--- SOURCE MATERIAL Enclosed Below ---

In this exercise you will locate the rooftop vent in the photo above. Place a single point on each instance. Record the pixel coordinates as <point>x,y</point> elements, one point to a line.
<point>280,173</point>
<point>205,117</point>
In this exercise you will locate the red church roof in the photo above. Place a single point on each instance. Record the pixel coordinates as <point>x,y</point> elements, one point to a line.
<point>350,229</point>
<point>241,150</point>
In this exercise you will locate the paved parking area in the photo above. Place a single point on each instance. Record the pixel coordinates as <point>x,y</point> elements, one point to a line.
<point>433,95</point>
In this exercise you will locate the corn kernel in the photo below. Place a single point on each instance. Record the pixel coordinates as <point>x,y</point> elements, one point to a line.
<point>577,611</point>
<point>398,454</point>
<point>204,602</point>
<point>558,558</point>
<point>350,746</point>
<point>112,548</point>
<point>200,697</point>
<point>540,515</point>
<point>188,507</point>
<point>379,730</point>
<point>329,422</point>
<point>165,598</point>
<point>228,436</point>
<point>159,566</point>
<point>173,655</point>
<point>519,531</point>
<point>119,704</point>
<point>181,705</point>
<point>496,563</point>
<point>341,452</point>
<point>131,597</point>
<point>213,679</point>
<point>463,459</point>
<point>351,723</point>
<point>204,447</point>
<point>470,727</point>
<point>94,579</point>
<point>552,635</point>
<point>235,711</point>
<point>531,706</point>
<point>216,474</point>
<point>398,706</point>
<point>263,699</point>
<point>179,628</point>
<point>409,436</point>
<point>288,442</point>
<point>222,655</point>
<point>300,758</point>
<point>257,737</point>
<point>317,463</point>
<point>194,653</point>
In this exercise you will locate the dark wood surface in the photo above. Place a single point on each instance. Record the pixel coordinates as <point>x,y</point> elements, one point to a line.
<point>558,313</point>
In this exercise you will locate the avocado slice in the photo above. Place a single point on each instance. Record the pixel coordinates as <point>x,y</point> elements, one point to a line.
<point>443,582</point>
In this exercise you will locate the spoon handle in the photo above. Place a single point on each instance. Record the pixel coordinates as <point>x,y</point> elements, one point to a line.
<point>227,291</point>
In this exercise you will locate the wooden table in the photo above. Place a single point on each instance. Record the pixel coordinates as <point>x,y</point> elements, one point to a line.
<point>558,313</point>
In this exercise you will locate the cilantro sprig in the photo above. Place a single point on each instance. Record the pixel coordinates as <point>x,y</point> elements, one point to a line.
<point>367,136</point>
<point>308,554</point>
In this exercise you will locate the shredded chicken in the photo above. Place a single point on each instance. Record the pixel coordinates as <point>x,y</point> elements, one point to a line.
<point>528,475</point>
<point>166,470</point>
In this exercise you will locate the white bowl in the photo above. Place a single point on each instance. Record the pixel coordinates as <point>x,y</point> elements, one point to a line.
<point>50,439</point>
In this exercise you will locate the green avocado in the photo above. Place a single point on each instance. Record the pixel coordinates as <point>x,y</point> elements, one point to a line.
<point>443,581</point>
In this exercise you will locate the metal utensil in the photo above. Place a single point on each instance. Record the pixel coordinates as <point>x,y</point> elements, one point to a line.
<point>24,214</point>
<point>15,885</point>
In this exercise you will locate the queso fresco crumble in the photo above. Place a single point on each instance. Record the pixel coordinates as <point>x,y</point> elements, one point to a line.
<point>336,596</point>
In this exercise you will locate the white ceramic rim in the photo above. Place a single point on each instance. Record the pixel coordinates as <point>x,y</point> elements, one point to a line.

--- End of Enclosed SOURCE MATERIAL ---

▸ **ABOUT THIS EXERCISE**: Your task is to reproduce each entry exactly.

▸ **ANSWER FOR THE TASK**:
In this exercise you will locate the rooftop vent in the photo above. Place a single point on each instance. Record the pixel coordinates as <point>x,y</point> elements, one point to a line.
<point>280,173</point>
<point>205,117</point>
In this exercise you will locate the red church roof in the photo above. Place a single point on each instance. Record the pixel coordinates as <point>x,y</point> elements, one point to a line.
<point>350,229</point>
<point>241,150</point>
In this exercise you will locate the paved parking area in the photo above. Place a single point on each instance. Record the pixel coordinates as <point>x,y</point> elements, one point to a line.
<point>433,95</point>
In this exercise you will locate the corn kernel in the photo below. Place a single point on each instance. Record the pixel coordinates as <point>x,y</point> elements, one point to a line.
<point>577,611</point>
<point>398,454</point>
<point>204,602</point>
<point>558,558</point>
<point>350,746</point>
<point>112,548</point>
<point>200,697</point>
<point>540,515</point>
<point>188,507</point>
<point>379,730</point>
<point>329,422</point>
<point>165,598</point>
<point>228,436</point>
<point>159,566</point>
<point>173,655</point>
<point>519,531</point>
<point>119,704</point>
<point>181,705</point>
<point>496,563</point>
<point>341,452</point>
<point>131,597</point>
<point>213,679</point>
<point>463,459</point>
<point>351,723</point>
<point>204,447</point>
<point>470,727</point>
<point>94,579</point>
<point>552,635</point>
<point>235,711</point>
<point>531,706</point>
<point>216,474</point>
<point>398,706</point>
<point>263,699</point>
<point>179,628</point>
<point>409,436</point>
<point>288,442</point>
<point>222,655</point>
<point>300,758</point>
<point>257,737</point>
<point>317,463</point>
<point>194,653</point>
In this exercise you will locate the dark wood surface in the photo above. Place a single point on each instance. Record the pixel coordinates as <point>x,y</point> elements, one point to a line.
<point>558,313</point>
In this exercise you will locate the avocado slice in the photo above. Place a single point on each instance. Record the pixel coordinates as <point>x,y</point> elements, one point to a line.
<point>443,582</point>
In this exercise you will locate the spoon handle in the photo above. Place a single point on each instance. Record the pixel coordinates as <point>x,y</point> elements, one point to a line.
<point>227,291</point>
In this exercise you will locate the wooden table in the photo above. Place a single point on each instance. Record the pixel coordinates as <point>x,y</point> elements, one point to a line.
<point>558,313</point>
In this exercise you will locate the cilantro sprig in the photo above. Place a single point on each instance. Record the pixel coordinates as <point>x,y</point> elements, one point to a line.
<point>367,136</point>
<point>308,554</point>
In this exercise you will locate the shredded chicken in the photo above. Place a single point on each instance. Record the pixel coordinates as <point>x,y</point> elements, one point to a line.
<point>528,475</point>
<point>166,470</point>
In this exercise you will locate the white bowl in the photo above. Place a single point on each instance. Record the pixel coordinates as <point>x,y</point> elements, one point to a line.
<point>50,439</point>
In this exercise you will locate the green avocado in the photo above. Place a single point on each instance. Record the pixel coordinates as <point>x,y</point> elements, one point to a line.
<point>443,581</point>
In this exercise you will locate the metal utensil in the photo above. Place a single point on each instance. Record the pixel coordinates as <point>x,y</point> elements, one point to a line.
<point>24,214</point>
<point>15,885</point>
In this exercise you will locate the queso fresco crumble in the photo above. Place a single point on each instance. Record the pixel coordinates as <point>x,y</point> elements, one point to a line.
<point>336,596</point>
In this exercise you will locate the white ceramic rim in the photo above. Place a single point on each instance. Record the pixel coordinates as <point>x,y</point> elements, one point to a line.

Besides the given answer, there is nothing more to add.